TASK: Print, word for word, the stretch of the passage on economic morality from "Rather it is" through "task more urgent.".

TEXT SEGMENT:
# # #

Articles with titles like “Dare to be moral” (by Frank Furedi) and “Doing the right thing is worth money in the bank” (by Elizabeth Farelly) are becoming increasingly common. Even the conservative American satirist P.J. O’Rourke has been telling anyone who will listen (like the ABC’s Alan Saunders) that Adam Smith was first and foremost a moral philosopher and that the Wealth of Nations can only be properly understood as a sequel to the earlier Theory of Moral Sentiments - a much more influential book in Smith’s own lifetime and one with which he assumed readers of the economic treatise would be familiar.

Rather it is an attempt to wrest ethics back from what Furedi calls the “moral entrepreneurs … in the business of peddling simplistic ideas about ‘good’ and ‘evil’” to establish “true moral judgments, based on values and convictions”.

Therein lies the rub. How exactly do we differentiate “simplistic” from “true” moral judgments - if it can be done at all? On the one hand, it is as easy to caricature serious ethics as it is to misrepresent economics: the one as camouflaged special pleading, the other as soulless quantification.

On the other, there are countless charlatans in both disciplines, with neither having a particularly firm link to empirical certainty. That said, the difficulty of reaching an objective understanding of what we might term economic morality is no reason to avoid the attempt. If anything, it makes the task more urgent.

The best approach, as usual, is to work from practical cases and Dr Henry’s question about allowable inequity is as good a starting-point as any. The commitment to maximising capabilities entails equality only in respect of those Sen identifies as absolute: proper nutrition, shelter, freedom from avoidable disease and the like. For the development of higher faculties and general social advance capabilities are relative - in terms both of community standards and individual aptitude. Not everyone can or would want to be a heart surgeon or tennis champion. But in today’s Australia any child lacking numeracy or literacy (including computer literacy) is deprived of certain basic abilities for being a full citizen. In between come the vast majority of us, our individual differences being as much a source of energy as potential division.

# # #

LISTED RECORDS:
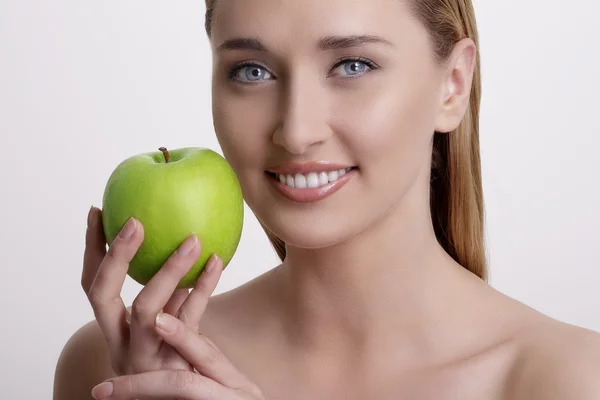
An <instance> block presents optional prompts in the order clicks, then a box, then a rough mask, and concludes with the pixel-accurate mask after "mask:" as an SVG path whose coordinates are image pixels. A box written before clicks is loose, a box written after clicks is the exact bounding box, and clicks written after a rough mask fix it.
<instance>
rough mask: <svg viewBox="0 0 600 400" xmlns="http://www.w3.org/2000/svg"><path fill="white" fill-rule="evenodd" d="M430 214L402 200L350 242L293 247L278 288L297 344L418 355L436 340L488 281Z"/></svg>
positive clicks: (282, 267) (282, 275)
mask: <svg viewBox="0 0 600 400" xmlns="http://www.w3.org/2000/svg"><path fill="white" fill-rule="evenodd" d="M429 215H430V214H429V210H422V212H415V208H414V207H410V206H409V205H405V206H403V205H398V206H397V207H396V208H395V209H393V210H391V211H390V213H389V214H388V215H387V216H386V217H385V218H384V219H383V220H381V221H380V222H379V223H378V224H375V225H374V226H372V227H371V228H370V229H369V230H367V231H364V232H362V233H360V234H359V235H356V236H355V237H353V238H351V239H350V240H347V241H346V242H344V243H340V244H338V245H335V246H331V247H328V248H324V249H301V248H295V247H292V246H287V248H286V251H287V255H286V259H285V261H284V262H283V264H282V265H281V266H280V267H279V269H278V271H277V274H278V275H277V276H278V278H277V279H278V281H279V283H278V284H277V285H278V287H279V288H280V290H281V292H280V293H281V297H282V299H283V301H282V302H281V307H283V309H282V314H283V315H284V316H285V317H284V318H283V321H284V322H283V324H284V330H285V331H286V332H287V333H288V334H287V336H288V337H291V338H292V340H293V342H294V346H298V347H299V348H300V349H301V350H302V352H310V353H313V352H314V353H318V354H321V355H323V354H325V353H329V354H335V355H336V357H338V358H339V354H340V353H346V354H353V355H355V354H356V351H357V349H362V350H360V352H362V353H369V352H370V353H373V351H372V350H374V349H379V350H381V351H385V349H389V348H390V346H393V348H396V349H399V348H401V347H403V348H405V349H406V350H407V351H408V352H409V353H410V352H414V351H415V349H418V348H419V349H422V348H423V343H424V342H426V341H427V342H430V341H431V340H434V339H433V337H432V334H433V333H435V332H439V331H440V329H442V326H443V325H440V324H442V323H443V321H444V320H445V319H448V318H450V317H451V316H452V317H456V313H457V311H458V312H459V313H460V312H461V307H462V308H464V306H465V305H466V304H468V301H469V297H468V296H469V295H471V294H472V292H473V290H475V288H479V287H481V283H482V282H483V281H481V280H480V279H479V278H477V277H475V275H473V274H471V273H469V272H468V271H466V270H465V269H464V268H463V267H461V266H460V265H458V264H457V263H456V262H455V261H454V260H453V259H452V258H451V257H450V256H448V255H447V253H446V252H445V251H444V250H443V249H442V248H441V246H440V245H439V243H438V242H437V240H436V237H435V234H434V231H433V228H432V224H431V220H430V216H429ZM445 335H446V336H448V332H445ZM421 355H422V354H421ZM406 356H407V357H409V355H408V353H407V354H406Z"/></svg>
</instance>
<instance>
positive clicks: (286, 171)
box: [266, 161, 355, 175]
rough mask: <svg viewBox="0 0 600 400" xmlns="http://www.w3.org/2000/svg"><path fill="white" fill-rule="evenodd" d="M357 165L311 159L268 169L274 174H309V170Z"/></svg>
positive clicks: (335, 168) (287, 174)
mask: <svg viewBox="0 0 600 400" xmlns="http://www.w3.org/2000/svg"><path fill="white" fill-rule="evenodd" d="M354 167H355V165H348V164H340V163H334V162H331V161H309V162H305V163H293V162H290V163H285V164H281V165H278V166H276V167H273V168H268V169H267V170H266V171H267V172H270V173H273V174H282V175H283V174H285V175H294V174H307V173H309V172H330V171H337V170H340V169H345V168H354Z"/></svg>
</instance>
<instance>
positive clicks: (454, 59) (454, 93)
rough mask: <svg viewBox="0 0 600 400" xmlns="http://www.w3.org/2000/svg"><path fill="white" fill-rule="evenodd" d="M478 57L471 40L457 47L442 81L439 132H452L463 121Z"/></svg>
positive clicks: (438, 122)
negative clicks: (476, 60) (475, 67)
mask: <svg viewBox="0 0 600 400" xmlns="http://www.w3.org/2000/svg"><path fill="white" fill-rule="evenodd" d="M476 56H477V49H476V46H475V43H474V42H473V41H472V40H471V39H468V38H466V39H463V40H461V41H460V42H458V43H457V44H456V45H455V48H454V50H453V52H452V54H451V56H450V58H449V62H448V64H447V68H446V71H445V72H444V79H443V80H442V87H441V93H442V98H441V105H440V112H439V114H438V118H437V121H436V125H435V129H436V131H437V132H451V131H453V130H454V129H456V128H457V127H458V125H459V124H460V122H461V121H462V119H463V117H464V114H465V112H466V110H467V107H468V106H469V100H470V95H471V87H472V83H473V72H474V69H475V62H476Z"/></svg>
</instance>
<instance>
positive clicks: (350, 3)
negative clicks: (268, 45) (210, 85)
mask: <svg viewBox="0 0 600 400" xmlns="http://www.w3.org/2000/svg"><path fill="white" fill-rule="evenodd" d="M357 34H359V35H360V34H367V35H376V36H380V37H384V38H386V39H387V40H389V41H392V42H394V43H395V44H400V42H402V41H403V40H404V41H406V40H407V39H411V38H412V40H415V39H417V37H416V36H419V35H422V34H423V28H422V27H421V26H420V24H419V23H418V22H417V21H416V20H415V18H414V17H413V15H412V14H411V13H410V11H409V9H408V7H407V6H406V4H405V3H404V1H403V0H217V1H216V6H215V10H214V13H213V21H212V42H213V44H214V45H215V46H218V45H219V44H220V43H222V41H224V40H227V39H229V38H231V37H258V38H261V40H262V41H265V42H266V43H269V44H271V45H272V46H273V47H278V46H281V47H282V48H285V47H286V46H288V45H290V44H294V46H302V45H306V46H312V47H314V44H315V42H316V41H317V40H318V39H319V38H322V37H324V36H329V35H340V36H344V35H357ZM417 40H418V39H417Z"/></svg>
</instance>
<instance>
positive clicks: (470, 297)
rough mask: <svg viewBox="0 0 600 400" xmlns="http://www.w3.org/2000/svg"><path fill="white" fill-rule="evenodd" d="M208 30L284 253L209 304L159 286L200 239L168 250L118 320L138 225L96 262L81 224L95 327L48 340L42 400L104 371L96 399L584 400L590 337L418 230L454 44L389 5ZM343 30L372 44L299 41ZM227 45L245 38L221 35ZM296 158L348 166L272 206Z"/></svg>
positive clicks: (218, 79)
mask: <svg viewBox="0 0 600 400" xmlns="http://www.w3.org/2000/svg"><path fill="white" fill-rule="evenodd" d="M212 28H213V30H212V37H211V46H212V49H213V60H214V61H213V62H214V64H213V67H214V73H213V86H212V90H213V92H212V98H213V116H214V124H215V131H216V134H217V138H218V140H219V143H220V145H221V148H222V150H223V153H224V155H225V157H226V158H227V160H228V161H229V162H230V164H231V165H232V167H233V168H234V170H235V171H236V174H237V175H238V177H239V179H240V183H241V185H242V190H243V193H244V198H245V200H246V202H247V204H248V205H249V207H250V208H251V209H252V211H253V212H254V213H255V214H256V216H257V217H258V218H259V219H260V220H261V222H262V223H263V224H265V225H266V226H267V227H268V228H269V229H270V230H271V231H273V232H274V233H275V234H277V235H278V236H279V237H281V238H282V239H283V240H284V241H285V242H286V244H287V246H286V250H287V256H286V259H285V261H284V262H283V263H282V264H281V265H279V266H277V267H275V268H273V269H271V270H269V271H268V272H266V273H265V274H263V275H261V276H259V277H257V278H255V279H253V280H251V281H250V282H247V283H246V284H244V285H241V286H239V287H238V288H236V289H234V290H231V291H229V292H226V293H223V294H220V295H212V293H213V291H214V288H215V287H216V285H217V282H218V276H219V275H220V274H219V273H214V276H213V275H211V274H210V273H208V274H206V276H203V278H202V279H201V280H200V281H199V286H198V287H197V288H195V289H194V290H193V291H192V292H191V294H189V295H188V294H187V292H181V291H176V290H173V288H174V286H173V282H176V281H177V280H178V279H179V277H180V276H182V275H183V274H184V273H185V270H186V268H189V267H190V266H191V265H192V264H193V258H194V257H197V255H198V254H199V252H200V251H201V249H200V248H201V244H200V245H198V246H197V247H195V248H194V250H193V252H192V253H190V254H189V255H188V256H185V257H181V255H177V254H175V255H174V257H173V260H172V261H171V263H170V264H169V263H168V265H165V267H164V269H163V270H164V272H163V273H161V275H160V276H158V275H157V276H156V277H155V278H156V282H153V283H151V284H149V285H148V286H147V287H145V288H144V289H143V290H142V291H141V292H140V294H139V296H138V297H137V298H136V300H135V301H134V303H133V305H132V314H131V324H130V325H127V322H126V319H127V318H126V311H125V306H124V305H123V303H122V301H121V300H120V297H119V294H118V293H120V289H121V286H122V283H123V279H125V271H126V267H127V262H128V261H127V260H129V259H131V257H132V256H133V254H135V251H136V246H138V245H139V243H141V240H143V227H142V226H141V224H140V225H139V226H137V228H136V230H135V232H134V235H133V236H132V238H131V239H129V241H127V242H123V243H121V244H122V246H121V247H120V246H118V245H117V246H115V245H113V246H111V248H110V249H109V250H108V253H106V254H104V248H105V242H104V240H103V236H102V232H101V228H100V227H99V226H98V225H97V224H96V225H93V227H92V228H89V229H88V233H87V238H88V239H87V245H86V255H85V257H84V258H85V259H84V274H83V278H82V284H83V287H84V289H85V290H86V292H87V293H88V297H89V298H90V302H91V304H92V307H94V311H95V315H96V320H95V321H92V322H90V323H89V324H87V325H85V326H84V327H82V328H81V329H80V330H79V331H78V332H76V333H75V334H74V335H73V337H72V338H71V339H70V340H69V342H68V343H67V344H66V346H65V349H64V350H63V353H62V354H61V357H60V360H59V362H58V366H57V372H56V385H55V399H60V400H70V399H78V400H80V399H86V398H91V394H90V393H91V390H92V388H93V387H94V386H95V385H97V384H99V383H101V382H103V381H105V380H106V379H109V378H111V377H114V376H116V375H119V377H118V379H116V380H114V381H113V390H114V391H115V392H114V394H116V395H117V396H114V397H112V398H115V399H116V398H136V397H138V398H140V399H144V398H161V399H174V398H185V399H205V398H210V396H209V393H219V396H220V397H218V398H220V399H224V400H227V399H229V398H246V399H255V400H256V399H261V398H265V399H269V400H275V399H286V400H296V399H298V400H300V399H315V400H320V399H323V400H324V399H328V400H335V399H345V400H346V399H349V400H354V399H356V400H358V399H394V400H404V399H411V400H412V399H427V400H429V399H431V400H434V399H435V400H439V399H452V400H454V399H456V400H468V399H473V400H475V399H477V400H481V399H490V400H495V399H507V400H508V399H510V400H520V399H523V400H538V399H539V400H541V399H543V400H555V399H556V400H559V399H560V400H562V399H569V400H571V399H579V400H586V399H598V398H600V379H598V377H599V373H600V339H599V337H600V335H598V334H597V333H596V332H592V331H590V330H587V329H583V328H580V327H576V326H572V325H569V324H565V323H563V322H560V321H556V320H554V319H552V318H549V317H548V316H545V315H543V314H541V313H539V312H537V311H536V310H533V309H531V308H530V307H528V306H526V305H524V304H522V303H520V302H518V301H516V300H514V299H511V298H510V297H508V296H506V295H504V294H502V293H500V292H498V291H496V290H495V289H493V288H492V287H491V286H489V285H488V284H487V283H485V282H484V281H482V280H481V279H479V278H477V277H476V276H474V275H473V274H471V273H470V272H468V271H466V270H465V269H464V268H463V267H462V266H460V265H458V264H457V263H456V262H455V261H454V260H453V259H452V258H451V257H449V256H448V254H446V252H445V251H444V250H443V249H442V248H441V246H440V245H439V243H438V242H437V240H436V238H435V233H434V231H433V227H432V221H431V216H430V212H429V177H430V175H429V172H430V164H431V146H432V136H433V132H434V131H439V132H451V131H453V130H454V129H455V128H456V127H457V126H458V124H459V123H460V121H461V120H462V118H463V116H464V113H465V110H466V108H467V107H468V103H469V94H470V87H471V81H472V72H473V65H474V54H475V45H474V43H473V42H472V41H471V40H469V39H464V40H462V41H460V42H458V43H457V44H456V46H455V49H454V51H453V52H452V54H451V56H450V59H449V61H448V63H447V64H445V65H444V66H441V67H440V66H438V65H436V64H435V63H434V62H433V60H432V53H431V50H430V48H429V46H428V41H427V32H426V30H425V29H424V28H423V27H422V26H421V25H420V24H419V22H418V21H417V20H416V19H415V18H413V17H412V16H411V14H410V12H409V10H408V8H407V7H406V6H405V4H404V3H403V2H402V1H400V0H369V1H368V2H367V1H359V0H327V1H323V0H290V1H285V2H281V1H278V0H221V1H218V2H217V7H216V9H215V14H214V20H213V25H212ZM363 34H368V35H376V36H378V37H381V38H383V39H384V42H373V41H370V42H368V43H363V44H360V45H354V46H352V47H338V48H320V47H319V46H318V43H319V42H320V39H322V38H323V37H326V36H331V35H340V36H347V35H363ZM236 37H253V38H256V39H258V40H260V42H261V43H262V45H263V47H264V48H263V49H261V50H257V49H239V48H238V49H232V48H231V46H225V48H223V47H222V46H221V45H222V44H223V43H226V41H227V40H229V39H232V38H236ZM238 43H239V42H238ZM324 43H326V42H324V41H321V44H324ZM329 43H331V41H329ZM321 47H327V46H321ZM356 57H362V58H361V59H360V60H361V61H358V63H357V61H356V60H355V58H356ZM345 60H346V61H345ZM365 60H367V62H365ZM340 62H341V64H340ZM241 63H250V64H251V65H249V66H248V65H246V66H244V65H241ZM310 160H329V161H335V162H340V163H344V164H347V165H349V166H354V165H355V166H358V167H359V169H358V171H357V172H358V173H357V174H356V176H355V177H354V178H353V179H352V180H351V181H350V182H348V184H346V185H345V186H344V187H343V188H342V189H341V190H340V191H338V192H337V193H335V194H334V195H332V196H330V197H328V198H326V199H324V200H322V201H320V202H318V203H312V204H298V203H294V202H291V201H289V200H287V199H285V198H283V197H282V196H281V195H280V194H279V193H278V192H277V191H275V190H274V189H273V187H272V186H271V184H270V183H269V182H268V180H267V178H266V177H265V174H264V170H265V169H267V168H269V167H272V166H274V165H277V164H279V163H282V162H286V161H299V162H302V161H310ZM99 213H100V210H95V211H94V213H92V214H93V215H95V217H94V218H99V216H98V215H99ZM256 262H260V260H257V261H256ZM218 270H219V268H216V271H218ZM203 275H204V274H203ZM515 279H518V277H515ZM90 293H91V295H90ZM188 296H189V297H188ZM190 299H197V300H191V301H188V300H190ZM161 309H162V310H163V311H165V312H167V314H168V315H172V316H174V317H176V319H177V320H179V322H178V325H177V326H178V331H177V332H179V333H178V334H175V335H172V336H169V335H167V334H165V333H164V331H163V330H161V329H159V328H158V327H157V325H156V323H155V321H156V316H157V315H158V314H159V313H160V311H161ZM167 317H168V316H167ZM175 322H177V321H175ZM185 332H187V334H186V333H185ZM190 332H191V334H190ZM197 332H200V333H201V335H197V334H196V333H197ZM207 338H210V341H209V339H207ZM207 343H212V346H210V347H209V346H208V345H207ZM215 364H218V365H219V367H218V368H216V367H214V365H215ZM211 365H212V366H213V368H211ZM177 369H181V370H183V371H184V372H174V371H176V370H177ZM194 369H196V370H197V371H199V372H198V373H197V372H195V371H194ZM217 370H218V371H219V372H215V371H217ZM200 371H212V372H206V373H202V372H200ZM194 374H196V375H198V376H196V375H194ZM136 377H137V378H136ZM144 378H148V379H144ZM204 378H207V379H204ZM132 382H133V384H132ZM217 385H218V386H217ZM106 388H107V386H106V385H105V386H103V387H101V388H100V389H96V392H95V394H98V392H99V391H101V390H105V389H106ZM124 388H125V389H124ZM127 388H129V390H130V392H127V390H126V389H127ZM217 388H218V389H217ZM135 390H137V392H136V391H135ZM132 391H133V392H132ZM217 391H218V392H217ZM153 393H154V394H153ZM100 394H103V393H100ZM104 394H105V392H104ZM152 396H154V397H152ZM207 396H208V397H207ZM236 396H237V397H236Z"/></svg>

# # #

ANSWER BOX:
Rather it is an attempt to wrest ethics back from what Furedi calls the “moral entrepreneurs … in the business of peddling simplistic ideas about ‘good’ and ‘evil’” to establish “true moral judgments, based on values and convictions”.

Therein lies the rub. How exactly do we differentiate “simplistic” from “true” moral judgments - if it can be done at all? On the one hand, it is as easy to caricature serious ethics as it is to misrepresent economics: the one as camouflaged special pleading, the other as soulless quantification.

On the other, there are countless charlatans in both disciplines, with neither having a particularly firm link to empirical certainty. That said, the difficulty of reaching an objective understanding of what we might term economic morality is no reason to avoid the attempt. If anything, it makes the task more urgent.